## TEXT FOR ANALYSIS
+-------+

The scariest hypersensitivity: Stevens Johnson Syndrome

Hypersensitivities Are RealTo read the first part of the story, seeCan your hypersensitivities kill you?

Dr. Sherman examined the Stevens Johnson rash on Allie’s face. It had gotten redder, but he didn’t tell Allie that. She was already frightened enough.

“What medications do you take?” he asked.

“None,” Allie said.

“Not even vitamins?” Dr. Sherman said.

“Vitamins aren’t medicine,” Allie said.

“That’s true,” Dr. Sherman said. He left. Allie could hear him talking to the other doctors. Soon, a young doctor entered Allie’s cubicle. He sat near Allie and smiled at her. He asked her what her favorite hobbies were. They happened to be his favorite hobbies too. They chatted and joked.

Then the doctor (resident) asked her what medications she was taking. “It doesn’t have to be a pill,” he said. “It could be a liquid, like cough syrup.”

Allie said, “I haven’t taken cough syrup in a long time, since the last time I had a cold. I don’t take medicine.”

+-------+

## DATASET
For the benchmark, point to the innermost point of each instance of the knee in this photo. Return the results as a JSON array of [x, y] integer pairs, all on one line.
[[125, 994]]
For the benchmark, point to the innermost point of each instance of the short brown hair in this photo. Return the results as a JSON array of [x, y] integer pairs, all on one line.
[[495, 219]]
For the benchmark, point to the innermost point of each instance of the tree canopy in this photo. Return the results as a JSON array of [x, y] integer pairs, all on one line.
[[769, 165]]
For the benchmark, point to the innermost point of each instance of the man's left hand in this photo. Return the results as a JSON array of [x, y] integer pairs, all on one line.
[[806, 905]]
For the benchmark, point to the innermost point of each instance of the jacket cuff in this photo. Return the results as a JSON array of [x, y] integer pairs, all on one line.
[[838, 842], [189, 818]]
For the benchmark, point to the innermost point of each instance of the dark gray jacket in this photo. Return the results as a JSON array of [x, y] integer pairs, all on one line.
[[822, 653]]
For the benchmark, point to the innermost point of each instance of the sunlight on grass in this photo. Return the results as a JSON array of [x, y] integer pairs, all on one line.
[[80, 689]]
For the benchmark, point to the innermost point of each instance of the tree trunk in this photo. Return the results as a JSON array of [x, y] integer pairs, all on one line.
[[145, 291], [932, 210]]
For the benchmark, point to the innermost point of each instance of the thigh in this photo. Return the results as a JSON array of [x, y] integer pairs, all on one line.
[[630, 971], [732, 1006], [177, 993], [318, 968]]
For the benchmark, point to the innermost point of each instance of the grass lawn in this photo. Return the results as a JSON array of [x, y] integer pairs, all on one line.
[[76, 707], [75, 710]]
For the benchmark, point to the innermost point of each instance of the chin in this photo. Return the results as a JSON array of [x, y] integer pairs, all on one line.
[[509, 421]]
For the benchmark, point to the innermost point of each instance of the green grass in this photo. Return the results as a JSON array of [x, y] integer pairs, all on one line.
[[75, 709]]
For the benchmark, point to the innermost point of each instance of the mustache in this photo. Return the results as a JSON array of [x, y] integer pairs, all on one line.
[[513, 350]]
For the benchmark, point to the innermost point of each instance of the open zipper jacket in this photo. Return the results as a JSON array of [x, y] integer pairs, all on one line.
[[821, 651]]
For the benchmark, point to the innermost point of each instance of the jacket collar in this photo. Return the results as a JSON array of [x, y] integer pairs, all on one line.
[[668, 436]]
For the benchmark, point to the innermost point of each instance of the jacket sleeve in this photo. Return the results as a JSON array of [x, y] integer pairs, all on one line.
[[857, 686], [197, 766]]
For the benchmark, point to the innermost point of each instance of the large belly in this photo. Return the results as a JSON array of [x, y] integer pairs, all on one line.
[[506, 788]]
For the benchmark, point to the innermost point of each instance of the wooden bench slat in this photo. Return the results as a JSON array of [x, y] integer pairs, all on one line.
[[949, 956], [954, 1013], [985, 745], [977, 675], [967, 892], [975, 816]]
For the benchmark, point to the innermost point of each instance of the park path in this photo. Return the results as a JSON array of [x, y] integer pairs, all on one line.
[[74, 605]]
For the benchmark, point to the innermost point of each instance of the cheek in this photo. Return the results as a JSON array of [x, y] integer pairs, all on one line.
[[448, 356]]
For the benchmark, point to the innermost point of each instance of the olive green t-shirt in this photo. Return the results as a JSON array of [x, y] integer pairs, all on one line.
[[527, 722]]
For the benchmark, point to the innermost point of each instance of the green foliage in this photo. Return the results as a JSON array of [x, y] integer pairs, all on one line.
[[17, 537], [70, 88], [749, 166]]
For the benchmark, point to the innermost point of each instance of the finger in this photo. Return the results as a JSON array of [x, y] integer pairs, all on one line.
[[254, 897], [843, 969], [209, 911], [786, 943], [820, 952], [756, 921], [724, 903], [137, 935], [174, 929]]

+-------+

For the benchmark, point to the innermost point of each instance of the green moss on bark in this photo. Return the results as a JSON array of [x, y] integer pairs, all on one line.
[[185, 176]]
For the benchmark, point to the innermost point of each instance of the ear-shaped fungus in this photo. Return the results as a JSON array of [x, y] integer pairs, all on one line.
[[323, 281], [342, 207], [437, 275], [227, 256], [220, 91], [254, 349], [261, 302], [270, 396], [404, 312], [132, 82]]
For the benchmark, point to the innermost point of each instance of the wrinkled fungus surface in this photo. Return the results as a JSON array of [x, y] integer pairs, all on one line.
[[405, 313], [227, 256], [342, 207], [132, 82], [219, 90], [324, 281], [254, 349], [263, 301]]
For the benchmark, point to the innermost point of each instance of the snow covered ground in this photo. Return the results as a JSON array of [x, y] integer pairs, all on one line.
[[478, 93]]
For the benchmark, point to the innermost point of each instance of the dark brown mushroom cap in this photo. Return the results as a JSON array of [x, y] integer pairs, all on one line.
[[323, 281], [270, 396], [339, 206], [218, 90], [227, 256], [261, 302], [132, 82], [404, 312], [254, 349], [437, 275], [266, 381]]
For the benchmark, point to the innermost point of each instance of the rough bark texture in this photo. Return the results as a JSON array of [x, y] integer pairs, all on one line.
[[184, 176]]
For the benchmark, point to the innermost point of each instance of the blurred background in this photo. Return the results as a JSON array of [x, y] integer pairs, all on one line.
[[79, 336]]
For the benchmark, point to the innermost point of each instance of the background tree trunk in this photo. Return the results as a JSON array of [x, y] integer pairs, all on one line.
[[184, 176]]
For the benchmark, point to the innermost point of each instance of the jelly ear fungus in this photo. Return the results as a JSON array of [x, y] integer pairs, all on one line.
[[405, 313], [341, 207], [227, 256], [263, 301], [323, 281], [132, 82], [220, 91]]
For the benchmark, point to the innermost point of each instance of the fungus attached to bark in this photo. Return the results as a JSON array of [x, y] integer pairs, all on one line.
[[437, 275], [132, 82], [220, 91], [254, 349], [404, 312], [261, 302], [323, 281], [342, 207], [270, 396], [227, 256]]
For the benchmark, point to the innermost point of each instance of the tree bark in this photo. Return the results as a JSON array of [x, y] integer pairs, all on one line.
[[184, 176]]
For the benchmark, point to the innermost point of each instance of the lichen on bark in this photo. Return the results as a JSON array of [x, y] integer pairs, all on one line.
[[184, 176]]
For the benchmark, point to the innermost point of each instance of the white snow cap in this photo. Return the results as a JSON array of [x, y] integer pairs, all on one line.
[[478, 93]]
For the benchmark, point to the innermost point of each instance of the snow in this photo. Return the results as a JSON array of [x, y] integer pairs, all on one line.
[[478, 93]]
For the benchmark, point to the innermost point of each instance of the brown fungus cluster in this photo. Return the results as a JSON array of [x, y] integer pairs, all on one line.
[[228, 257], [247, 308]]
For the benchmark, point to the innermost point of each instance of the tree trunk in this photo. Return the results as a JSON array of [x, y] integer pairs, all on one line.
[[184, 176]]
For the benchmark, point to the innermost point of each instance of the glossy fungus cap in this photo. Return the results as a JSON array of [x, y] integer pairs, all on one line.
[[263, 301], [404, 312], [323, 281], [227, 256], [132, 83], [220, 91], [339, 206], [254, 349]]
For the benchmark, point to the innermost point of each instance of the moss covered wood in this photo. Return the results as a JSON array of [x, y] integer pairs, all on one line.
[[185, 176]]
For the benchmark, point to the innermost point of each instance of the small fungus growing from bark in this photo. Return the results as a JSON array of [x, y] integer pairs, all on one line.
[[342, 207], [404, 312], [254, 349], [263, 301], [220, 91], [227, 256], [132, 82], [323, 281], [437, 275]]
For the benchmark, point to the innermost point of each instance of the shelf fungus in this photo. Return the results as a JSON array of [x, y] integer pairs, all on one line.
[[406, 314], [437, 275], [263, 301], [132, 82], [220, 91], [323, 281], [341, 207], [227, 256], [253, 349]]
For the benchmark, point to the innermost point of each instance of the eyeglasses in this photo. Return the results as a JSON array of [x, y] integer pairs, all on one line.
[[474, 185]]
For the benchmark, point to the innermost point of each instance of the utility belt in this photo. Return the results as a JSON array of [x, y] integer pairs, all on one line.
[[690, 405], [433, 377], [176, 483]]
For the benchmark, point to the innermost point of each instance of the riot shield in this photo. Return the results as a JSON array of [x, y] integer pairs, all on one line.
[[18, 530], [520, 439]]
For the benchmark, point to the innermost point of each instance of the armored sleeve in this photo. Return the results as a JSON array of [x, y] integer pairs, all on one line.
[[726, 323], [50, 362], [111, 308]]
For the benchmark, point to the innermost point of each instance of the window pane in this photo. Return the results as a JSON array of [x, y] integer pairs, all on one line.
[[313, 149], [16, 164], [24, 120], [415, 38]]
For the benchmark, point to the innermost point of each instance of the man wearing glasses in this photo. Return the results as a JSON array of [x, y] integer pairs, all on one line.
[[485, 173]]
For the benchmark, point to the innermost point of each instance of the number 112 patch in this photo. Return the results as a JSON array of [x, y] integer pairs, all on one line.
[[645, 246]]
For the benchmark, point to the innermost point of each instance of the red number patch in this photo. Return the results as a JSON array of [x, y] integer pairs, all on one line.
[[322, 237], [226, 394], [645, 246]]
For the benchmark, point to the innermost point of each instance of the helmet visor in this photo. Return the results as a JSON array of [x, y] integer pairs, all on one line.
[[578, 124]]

+-------+

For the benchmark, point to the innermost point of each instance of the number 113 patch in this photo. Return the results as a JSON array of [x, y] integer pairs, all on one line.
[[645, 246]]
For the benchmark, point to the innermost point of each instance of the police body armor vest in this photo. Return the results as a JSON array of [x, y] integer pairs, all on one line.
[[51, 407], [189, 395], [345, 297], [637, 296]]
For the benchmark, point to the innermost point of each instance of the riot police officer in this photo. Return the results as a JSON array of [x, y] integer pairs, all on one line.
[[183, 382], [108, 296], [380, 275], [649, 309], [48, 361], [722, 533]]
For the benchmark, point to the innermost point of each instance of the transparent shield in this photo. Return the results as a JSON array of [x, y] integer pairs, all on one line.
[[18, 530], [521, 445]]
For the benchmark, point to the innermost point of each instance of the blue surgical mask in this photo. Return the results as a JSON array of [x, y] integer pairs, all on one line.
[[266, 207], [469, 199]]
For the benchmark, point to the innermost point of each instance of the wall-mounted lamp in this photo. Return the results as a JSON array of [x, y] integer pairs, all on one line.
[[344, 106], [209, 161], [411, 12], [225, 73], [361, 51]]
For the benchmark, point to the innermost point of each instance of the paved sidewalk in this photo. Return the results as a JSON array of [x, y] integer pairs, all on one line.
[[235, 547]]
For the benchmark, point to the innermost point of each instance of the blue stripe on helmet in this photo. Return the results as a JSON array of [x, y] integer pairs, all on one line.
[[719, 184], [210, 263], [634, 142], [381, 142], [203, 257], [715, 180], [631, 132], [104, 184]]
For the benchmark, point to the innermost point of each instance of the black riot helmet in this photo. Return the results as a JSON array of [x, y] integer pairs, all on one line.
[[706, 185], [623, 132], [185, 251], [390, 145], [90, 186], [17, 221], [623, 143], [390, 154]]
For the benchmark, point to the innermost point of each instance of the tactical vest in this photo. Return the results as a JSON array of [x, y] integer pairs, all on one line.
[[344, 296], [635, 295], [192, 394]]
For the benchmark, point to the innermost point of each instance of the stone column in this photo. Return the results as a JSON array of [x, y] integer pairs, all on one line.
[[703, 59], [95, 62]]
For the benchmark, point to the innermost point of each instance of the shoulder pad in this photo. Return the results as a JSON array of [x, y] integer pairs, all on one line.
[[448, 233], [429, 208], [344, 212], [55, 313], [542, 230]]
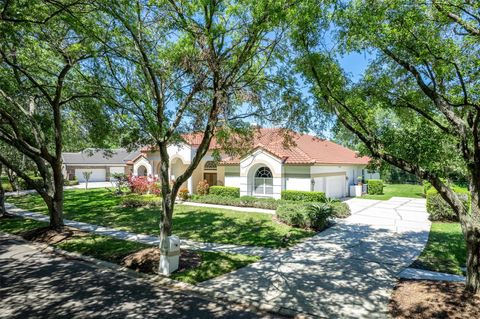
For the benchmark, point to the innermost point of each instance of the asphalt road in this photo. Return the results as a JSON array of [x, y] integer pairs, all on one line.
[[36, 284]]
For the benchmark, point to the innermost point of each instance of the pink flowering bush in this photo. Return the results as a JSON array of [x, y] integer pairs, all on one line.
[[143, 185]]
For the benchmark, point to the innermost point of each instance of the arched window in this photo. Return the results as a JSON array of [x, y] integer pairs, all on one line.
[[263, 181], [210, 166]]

+-------+

Output, word for word, the part of the Stevens Johnson Syndrome story that opens with the words containing "Dr. Sherman examined" and closes with "chatted and joked.".

## SOLVED EXERCISE
Dr. Sherman examined the Stevens Johnson rash on Allie’s face. It had gotten redder, but he didn’t tell Allie that. She was already frightened enough.

“What medications do you take?” he asked.

“None,” Allie said.

“Not even vitamins?” Dr. Sherman said.

“Vitamins aren’t medicine,” Allie said.

“That’s true,” Dr. Sherman said. He left. Allie could hear him talking to the other doctors. Soon, a young doctor entered Allie’s cubicle. He sat near Allie and smiled at her. He asked her what her favorite hobbies were. They happened to be his favorite hobbies too. They chatted and joked.